#### DATASET EXCERPTS ####

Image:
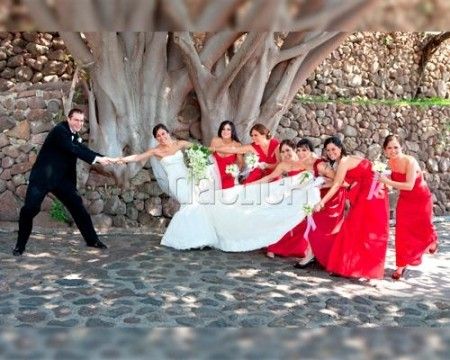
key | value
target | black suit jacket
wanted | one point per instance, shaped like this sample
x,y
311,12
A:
x,y
56,162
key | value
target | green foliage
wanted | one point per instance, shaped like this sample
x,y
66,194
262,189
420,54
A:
x,y
59,213
388,40
425,102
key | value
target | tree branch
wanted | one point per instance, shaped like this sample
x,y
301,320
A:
x,y
313,59
177,12
251,43
141,15
195,67
301,49
216,13
78,48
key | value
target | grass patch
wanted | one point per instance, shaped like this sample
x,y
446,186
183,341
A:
x,y
425,102
59,213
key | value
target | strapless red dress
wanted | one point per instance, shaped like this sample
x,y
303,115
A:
x,y
222,163
359,248
292,243
328,222
269,158
414,230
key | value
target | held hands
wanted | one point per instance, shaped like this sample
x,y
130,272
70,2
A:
x,y
263,165
105,160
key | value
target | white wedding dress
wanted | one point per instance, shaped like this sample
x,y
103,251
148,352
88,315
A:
x,y
242,218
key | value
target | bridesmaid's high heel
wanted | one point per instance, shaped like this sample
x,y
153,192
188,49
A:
x,y
397,275
433,248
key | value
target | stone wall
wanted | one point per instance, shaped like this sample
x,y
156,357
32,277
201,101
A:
x,y
26,116
374,65
381,66
31,58
425,131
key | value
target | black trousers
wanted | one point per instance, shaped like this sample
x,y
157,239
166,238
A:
x,y
68,195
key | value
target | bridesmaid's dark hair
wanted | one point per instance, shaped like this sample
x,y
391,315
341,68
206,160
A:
x,y
305,144
75,111
233,129
289,143
337,142
389,138
157,127
262,130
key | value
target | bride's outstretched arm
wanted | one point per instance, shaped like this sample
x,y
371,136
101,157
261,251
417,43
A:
x,y
233,149
138,157
273,175
183,144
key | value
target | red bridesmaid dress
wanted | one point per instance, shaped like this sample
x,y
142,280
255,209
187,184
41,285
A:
x,y
269,158
328,221
222,163
359,248
292,243
414,230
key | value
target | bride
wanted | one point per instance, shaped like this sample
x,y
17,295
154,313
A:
x,y
241,218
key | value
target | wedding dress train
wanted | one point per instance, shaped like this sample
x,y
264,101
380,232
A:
x,y
241,218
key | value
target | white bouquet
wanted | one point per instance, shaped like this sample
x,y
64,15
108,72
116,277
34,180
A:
x,y
304,177
251,160
232,170
308,209
379,167
197,161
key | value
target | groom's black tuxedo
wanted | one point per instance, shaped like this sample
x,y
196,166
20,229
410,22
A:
x,y
56,162
55,171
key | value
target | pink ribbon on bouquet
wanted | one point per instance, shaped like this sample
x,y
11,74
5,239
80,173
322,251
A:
x,y
375,186
311,225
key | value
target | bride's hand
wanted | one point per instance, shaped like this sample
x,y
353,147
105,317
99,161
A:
x,y
119,160
319,206
263,165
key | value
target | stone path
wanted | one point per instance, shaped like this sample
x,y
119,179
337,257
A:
x,y
60,283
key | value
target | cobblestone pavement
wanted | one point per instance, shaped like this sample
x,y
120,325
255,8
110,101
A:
x,y
136,283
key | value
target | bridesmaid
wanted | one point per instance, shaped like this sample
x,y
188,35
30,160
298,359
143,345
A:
x,y
262,145
359,248
329,219
292,243
226,136
414,230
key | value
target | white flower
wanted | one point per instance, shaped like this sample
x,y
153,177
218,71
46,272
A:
x,y
305,176
197,162
251,160
308,209
232,170
379,167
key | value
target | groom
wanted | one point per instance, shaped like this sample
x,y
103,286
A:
x,y
55,172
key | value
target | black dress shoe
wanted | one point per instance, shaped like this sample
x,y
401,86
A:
x,y
17,251
98,244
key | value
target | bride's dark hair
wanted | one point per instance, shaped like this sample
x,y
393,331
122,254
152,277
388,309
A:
x,y
262,130
233,130
157,127
337,142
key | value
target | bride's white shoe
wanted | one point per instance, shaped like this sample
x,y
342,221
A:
x,y
305,261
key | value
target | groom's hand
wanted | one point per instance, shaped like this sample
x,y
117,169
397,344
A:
x,y
104,160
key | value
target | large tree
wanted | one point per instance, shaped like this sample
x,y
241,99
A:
x,y
168,49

####

GIVEN EXERCISE :: Repeat each entry precisely as it appears. Leave the pictures out.

EXERCISE OUTPUT ::
Image:
key | value
target | black suit jacket
wanted | one point per instance, shaped like this sample
x,y
311,12
A:
x,y
56,162
key | value
target | green foliage
wanted | one point per instance, shaped like this sample
x,y
66,194
262,189
420,54
A:
x,y
59,213
388,40
425,102
key | value
target | tree branch
wanted | one point per instance, shaped like this sample
x,y
301,320
A:
x,y
313,59
177,12
251,43
141,15
195,67
301,49
216,13
78,48
key | value
target | grass patch
wanted | one point per instance, shaped like this sample
x,y
446,186
183,341
A:
x,y
425,102
59,213
key | value
target | strapless red dress
wanted | one point per instance, shaped like this sample
x,y
303,115
A:
x,y
222,163
359,248
292,243
328,222
269,158
414,230
key | value
target | held hands
wanted | one point per instance, shaped like this sample
x,y
130,272
70,2
A:
x,y
263,165
105,160
key | value
target | white wedding dress
wanted | one point per instance, shaped like this sample
x,y
103,251
148,352
88,315
A:
x,y
242,218
key | value
target | bridesmaid's high heel
wanted | one point per instance, shaped like this sample
x,y
153,192
188,49
A:
x,y
397,275
433,248
key | value
target | stone wall
wanted | one point per instance, shaped like this sample
x,y
156,357
32,277
201,101
A:
x,y
26,116
374,65
381,66
31,58
425,131
key | value
target | black trousers
wanted | one point per instance, shaped like this sample
x,y
157,239
166,238
A:
x,y
68,195
key | value
target | bridesmaid's dark hair
wanted | one point per instance, shaped like this sample
x,y
391,315
341,68
206,160
A:
x,y
305,144
75,111
233,129
289,143
337,142
389,138
157,127
262,130
key | value
target | bride's outstretched arm
wanted | one point per instance, shaped like this sample
x,y
371,136
101,157
261,251
417,43
A:
x,y
233,149
138,157
273,175
183,144
key | value
target | red bridesmaid dress
wanted | one point per instance, shaped like this sample
x,y
142,280
255,209
187,184
41,285
A:
x,y
269,158
328,221
222,163
359,248
292,243
414,230
key | value
target | bride
wanted | one point per instance, shaped like this sample
x,y
17,295
154,313
A:
x,y
241,218
key | value
target | wedding dress train
wanted | one point per instance, shaped like this sample
x,y
264,101
380,232
A:
x,y
241,218
key | value
target | white bouquet
wanted | one point per instance, shaped like this sample
x,y
64,15
108,72
116,277
34,180
A:
x,y
304,177
251,160
232,170
308,209
379,167
197,161
key | value
target | groom's black tuxedo
wanted | one point per instance, shaped like this sample
x,y
196,166
20,229
410,22
A:
x,y
56,162
55,171
key | value
target | pink ribbon on bouquet
wanted | one point per instance, shaped like this sample
x,y
11,74
5,239
80,173
322,251
A:
x,y
375,186
311,225
key | value
target | bride's hand
wanted | one point per instance, shaped like this sample
x,y
353,147
105,317
99,161
A:
x,y
119,160
319,206
263,165
key | value
target | stone path
wanted | one point per instance, shaped like this sample
x,y
119,179
337,257
A:
x,y
60,283
key | value
target | cobblestone pavement
wanted | one point per instance, shaped like this sample
x,y
120,325
255,8
110,101
A:
x,y
136,283
key | value
target | bridesmaid
wanted | one point per instance, shaped like this sample
x,y
188,35
30,160
298,359
143,345
A:
x,y
262,145
359,248
329,219
292,243
226,136
414,230
key | value
target | white flower
wanted | one point per instance, shaped like this sample
x,y
153,177
218,71
46,272
A:
x,y
305,176
197,162
251,160
308,209
232,170
379,167
key | value
target | groom
wanted | one point per instance, shaped like this sample
x,y
103,286
A:
x,y
55,172
key | value
target | black dress shoe
wanted | one point per instance, shaped like this sample
x,y
401,86
A:
x,y
17,251
98,244
key | value
target | bride's dark hair
wanted | one point per instance, shaped like this sample
x,y
393,331
122,254
152,277
388,309
A:
x,y
262,130
233,130
157,127
337,142
key | value
target | bride's white shoe
wanted | one point per instance, shaped like this sample
x,y
342,221
A:
x,y
305,261
key | value
target | groom's hand
wanted | one point per instance, shaped like this sample
x,y
117,169
397,344
A:
x,y
104,160
key | value
target | large tree
wanted | one point per instance, shaped like this sample
x,y
241,99
A:
x,y
168,49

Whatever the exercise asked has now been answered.